Task to complete
Take the line with "Wanted = a point" and every line after it in the data. Transcribe them exactly, through the last.

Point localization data
--- START ---

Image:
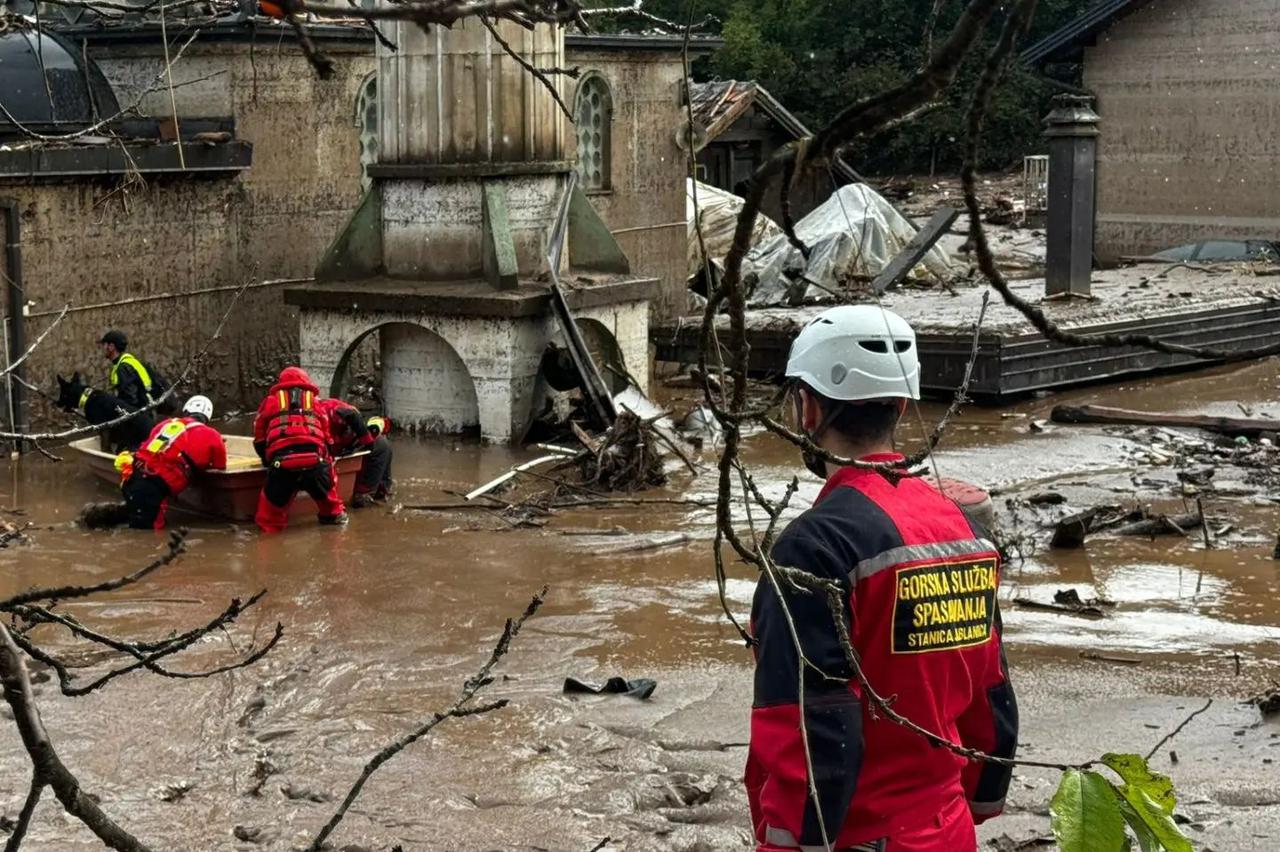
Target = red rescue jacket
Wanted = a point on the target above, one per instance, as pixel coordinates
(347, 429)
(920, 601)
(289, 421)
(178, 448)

--- END ---

Completed task
Wanted = a point on the target above, one per instance, as pixel coordinates
(347, 429)
(920, 601)
(289, 421)
(178, 448)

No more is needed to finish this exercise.